#### [WHAT TO WORK ON]
Copy every line of the items below that contains the string "tree". Case counts.

#### [DATA EXTRACT]
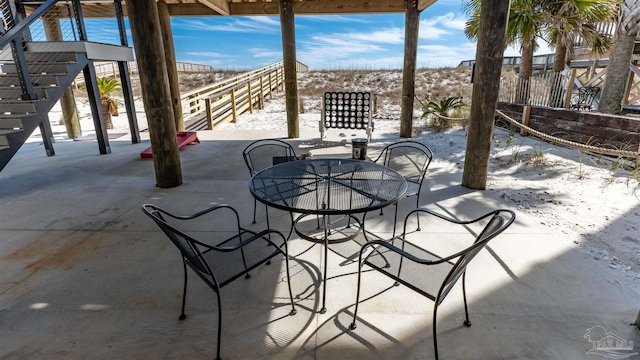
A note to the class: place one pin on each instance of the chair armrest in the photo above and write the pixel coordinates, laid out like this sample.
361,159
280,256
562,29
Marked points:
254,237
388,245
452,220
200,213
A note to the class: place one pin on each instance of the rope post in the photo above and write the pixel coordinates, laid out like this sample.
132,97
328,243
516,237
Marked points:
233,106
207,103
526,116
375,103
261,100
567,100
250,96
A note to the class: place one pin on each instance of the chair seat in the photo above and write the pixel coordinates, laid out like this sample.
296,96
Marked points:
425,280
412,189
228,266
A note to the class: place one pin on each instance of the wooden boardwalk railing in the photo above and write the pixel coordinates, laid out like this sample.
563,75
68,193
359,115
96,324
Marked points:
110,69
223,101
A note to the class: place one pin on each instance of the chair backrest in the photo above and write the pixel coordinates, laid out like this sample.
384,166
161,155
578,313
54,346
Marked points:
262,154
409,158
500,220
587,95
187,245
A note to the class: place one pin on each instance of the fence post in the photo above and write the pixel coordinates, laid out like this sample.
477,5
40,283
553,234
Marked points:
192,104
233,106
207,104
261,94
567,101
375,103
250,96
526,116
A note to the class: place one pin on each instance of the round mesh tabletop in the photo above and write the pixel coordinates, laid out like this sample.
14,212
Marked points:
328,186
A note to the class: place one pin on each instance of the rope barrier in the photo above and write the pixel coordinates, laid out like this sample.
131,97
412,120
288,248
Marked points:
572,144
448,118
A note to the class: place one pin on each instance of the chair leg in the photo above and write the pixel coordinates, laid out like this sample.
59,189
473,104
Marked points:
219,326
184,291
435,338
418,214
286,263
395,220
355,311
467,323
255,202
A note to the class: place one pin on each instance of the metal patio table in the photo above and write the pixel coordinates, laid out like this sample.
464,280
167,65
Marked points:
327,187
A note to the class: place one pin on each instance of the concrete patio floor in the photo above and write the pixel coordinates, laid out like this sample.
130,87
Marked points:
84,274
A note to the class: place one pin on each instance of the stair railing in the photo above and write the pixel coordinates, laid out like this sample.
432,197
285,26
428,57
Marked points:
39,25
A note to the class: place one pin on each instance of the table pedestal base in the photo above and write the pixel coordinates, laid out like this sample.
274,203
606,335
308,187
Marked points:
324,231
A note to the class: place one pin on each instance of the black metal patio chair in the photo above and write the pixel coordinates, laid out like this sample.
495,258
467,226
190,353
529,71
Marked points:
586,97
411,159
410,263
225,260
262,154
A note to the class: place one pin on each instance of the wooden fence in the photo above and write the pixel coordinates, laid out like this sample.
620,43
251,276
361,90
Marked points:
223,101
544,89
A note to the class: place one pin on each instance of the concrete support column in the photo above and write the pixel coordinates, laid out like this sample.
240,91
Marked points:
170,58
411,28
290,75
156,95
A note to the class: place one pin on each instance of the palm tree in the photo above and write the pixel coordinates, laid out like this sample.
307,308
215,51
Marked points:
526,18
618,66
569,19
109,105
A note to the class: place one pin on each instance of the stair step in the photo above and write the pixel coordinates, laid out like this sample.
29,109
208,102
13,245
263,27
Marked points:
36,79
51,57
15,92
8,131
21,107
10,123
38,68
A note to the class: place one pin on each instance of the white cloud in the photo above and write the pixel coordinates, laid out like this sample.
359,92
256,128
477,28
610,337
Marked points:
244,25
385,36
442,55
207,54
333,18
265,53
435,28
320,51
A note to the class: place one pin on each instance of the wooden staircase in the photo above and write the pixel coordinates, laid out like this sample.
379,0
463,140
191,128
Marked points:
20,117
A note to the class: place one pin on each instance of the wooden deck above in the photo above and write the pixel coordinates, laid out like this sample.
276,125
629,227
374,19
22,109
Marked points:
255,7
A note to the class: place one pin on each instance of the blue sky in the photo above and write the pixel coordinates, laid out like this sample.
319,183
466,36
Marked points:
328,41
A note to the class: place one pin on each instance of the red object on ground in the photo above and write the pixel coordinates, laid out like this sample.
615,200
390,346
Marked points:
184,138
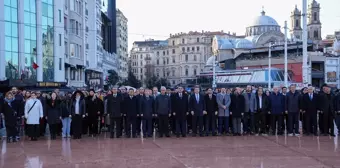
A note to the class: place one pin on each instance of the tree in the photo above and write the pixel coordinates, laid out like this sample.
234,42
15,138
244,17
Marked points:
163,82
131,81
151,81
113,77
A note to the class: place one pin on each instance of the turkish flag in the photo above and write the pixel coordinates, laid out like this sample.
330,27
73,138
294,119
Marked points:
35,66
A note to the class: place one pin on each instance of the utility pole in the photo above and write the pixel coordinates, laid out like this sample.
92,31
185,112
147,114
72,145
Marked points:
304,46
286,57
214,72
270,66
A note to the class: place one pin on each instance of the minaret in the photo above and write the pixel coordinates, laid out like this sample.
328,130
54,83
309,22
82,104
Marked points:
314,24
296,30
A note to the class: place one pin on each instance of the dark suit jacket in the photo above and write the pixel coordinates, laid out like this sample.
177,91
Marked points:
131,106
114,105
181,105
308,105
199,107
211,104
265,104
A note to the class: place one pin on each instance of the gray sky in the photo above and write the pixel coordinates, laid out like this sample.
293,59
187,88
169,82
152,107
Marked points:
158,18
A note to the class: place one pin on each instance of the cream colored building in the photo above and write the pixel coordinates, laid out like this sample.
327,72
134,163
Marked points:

...

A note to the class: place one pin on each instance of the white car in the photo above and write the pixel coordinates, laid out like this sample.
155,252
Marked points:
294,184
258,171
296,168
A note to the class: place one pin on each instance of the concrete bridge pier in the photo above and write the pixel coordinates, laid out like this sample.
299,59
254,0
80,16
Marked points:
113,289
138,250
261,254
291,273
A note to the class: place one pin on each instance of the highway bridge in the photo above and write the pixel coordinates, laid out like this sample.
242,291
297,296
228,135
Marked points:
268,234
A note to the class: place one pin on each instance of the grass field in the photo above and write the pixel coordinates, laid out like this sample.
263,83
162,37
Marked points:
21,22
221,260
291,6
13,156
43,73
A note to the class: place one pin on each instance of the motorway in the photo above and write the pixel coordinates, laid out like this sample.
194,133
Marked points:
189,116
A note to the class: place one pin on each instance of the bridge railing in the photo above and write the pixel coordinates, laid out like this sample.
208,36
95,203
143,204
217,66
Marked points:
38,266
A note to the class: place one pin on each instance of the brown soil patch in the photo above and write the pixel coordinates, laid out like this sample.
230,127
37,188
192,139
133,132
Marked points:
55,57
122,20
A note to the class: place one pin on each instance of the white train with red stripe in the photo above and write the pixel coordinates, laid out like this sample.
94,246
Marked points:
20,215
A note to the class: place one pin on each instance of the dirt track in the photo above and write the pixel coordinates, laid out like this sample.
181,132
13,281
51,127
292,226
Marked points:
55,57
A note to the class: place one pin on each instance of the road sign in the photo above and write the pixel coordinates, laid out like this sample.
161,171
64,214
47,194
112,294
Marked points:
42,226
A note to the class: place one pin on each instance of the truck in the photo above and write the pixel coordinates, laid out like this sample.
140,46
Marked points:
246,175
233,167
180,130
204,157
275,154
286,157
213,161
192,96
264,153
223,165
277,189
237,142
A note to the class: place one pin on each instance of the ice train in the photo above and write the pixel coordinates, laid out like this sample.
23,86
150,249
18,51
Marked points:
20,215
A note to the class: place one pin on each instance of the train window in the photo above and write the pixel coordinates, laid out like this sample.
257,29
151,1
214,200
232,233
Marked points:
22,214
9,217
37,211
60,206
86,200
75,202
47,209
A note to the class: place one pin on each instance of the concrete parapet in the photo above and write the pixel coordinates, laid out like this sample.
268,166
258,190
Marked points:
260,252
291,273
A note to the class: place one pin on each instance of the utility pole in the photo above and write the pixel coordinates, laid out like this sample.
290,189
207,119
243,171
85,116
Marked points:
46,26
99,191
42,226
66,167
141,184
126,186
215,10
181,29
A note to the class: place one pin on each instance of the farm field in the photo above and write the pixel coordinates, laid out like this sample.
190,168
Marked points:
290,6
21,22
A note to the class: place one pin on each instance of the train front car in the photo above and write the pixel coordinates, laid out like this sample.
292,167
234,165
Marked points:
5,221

#### [SOLUTION BELOW]
A note to the class: place one pin on each instance of the palm tree in the photo above and write the pixel coordinates, laid out like this sample.
A note to the class: place one pin on each instance of the tree in the photo above and write the pixel coordinates, laid out like this sample.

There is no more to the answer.